_Texto fornecido_:
____________________

Em síntese, pode dizer-se que entre os parceiros estavam vários ministérios (e serviços públicos), associações, órgãos do poder local, direcções das escolas, sindicatos, organizações não governamentais, sociedades científicas e profissionais, fundações e individualidades do mundo cultural, científico e económico.

Detalhando, temos, no caso português, os seguintes parceiros 5:

  • Ministérios e secretarias de estado (da administração do território, da saúde, da justiça, da administração interna, da juventude e desportos, da solidariedade e segurança social, das finanças, da ciência e tecnologia, da cultura, do ambiente, do emprego e da economia.
  • Associação nacional dos municípios e outros órgãos do poder local.
  • Conselhos directos e conselhos pedagógicos das escolas.
  • Confederação nacional das associações de pais, federações regionais e associações de pais das escolas.
  • Associações de estudantes.
  • Federações sindicais e sindicatos de professores.
  • Centros de formação de professores de associações de escolas (estruturas de formação contínua de professores).
  • Instituições privadas de solidariedade social, creches, instituições sociais de apoio à infância e à juventude, misericórdias e mutualidades.
  • Associação do ensino particular e cooperativo.
  • Fundações culturais e sociais.
  • Associações culturais.
  • Associações de defesa do património.
  • Associações ecologistas.
  • Confederações patronais.
  • Confederações sindicais.
  • Conselho de reitores das universidades portuguesas.
  • Conselho de coordenação do ensino superior politécnico.

Sublinhava-se a diversidade de parceiros na educação enquanto «assunto de todos» e procurava-se estabelecer compromissos institucionais e organizacionais, qualquer que fosse a natureza da instituição ou organização em causa, mas também compromissos informais e individuais em projectos, realizações e participações diversas.

O Pacto previa o desenvolvimento de negociações com vários parceiros (para a elaboração de medidas políticas bem como para a criação das necessárias condições de trabalho), o estabelecimento de protocolos específicos, o reforço do papel dos parceiros educativos, a criação de novos órgãos de participação local e a revalorização dos já existentes. Tudo isto se desenvolveria aos níveis local, regional e central, indo desde os amplos debates nacionais até à intervenção concreta em cada comunidade e em cada escola.

____________________

_Listagem em excerto_:

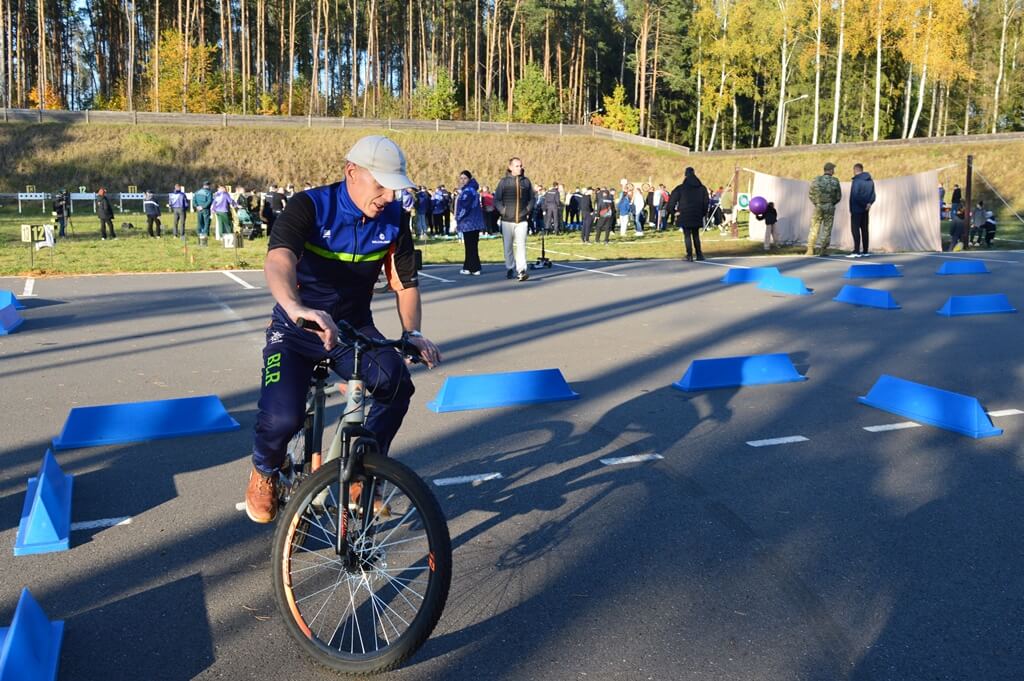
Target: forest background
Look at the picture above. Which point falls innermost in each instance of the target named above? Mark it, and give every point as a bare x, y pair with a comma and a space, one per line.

____________________

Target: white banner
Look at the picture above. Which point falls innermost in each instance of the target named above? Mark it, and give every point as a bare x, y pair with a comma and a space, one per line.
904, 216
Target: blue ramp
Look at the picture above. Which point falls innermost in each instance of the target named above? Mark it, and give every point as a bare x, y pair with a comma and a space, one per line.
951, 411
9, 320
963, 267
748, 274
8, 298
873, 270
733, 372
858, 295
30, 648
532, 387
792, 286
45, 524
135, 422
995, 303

____________________

_Tarefa proposta A_:
Responda a estas perguntas com base no texto sobre os parceiros na educação:
(i) Enquanto quê se sublinhava a diversidade de parceiros na educação?
(ii) Que dois conselhos ligados ao ensino superior constam da lista de parceiros?
(iii) A que níveis se desenvolveria tudo o que o Pacto previa?
_Tarefa proposta B_: Enumere todas as medidas que, segundo o texto sobre os parceiros na educação, o Pacto previa.

_Resposta A_:
(i) Enquanto «assunto de todos».
(ii) O Conselho de reitores das universidades portuguesas e o Conselho de coordenação do ensino superior politécnico.
(iii) Aos níveis local, regional e central.

_Resposta B_:
- O desenvolvimento de negociações com vários parceiros (para a elaboração de medidas políticas e para a criação das necessárias condições de trabalho)
- O estabelecimento de protocolos específicos
- O reforço do papel dos parceiros educativos
- A criação de novos órgãos de participação local
- A revalorização dos órgãos de participação local já existentes